● Assignment
Repeat all the data exactly, and where a record holds a picture, leave that picture out.

● ● ● ● ●

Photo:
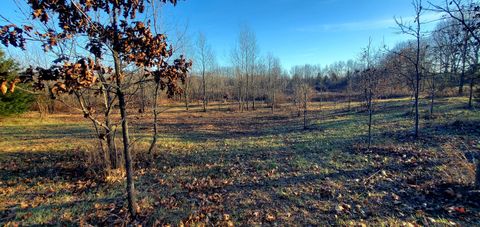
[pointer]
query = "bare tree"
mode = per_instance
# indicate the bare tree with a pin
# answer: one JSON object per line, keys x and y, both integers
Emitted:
{"x": 204, "y": 55}
{"x": 416, "y": 32}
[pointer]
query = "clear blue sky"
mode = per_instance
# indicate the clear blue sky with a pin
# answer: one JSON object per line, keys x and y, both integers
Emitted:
{"x": 299, "y": 32}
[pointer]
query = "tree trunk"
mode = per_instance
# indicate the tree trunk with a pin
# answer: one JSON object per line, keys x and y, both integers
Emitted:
{"x": 132, "y": 203}
{"x": 186, "y": 95}
{"x": 204, "y": 90}
{"x": 155, "y": 118}
{"x": 417, "y": 77}
{"x": 370, "y": 113}
{"x": 432, "y": 102}
{"x": 464, "y": 60}
{"x": 305, "y": 110}
{"x": 470, "y": 97}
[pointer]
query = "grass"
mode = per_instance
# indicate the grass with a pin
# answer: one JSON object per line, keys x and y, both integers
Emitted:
{"x": 251, "y": 168}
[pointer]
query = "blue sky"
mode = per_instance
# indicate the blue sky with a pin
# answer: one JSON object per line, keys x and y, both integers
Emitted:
{"x": 298, "y": 32}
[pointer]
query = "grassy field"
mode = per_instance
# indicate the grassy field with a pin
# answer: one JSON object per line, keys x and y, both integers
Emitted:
{"x": 251, "y": 168}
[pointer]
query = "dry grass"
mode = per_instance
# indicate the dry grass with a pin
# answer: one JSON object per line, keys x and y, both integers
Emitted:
{"x": 251, "y": 168}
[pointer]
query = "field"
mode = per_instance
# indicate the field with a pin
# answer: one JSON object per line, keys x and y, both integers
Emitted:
{"x": 253, "y": 168}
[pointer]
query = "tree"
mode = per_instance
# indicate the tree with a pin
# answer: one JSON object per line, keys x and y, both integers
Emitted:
{"x": 370, "y": 79}
{"x": 244, "y": 56}
{"x": 465, "y": 12}
{"x": 205, "y": 58}
{"x": 121, "y": 39}
{"x": 416, "y": 32}
{"x": 274, "y": 71}
{"x": 12, "y": 100}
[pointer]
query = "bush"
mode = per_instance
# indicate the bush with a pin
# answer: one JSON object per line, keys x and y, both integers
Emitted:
{"x": 18, "y": 101}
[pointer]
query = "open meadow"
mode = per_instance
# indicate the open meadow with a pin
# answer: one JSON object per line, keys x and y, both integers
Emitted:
{"x": 228, "y": 168}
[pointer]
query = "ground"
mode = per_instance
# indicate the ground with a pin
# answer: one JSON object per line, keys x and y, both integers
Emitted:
{"x": 253, "y": 168}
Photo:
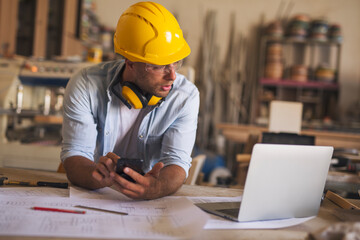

● ● ● ● ●

● Output of the exercise
Photo:
[pointer]
query = "bare tree"
mode = per_instance
# indicate the bare tree with a pin
# answer: one JSON object per line, keys x and y, both integers
Emitted:
{"x": 204, "y": 55}
{"x": 416, "y": 32}
[pointer]
query = "clear blue sky"
mode = per_instance
# indicate the clear blue sky with a pin
# answer: one JSON object per line, keys x and y, both integers
Emitted:
{"x": 299, "y": 32}
[pointer]
query = "tree trunk"
mode = per_instance
# indicate the tree trunk with a pin
# answer: one JSON object per line, keys x and y, both integers
Emitted:
{"x": 132, "y": 203}
{"x": 186, "y": 95}
{"x": 204, "y": 90}
{"x": 155, "y": 118}
{"x": 417, "y": 77}
{"x": 370, "y": 113}
{"x": 432, "y": 102}
{"x": 464, "y": 60}
{"x": 305, "y": 110}
{"x": 470, "y": 97}
[pointer]
query = "grass"
mode = per_instance
# indicate the grass with a pin
# answer: one JSON object per line, keys x and y, both integers
Emitted:
{"x": 251, "y": 168}
[pointer]
query = "blue sky"
mode = per_instance
# indicate the blue sky with a pin
# answer: one JSON object per line, keys x and y, both integers
Emitted:
{"x": 298, "y": 32}
[pointer]
query = "grassy field"
mode = per_instance
# indicate the grassy field with a pin
# answer: one JSON object per line, keys x and y, both integers
Emitted:
{"x": 251, "y": 168}
[pointer]
query = "dry grass"
mode = per_instance
# indicate the dry grass with a pin
# answer: one JSON object per line, keys x and y, both integers
Emitted:
{"x": 251, "y": 168}
[pointer]
query = "field"
mode = per_instance
# indicate the field with a pin
# answer: one JSON object per line, keys x and y, both integers
Emitted:
{"x": 253, "y": 168}
[pointer]
query = "tree"
mode = per_instance
# indicate the tree with a pin
# answer: one JSON object per line, keys x and y, both integers
Emitted:
{"x": 370, "y": 79}
{"x": 244, "y": 56}
{"x": 465, "y": 12}
{"x": 205, "y": 58}
{"x": 121, "y": 39}
{"x": 416, "y": 32}
{"x": 274, "y": 71}
{"x": 12, "y": 100}
[pointer]
query = "bush"
mode = per_instance
# indicate the bush with a pin
# answer: one JSON object per line, keys x and y, both integers
Emitted:
{"x": 18, "y": 101}
[pointer]
query = "open meadow"
mode = per_instance
# indicate the open meadow with a pin
# answer: one JSON object per line, keys x and y, both integers
Emitted:
{"x": 228, "y": 168}
[pointer]
query = "ground"
mode = per_instance
# indicate the ground with a pin
# answer: one JSON object per line, keys x and y, both integers
Emitted:
{"x": 253, "y": 168}
Photo:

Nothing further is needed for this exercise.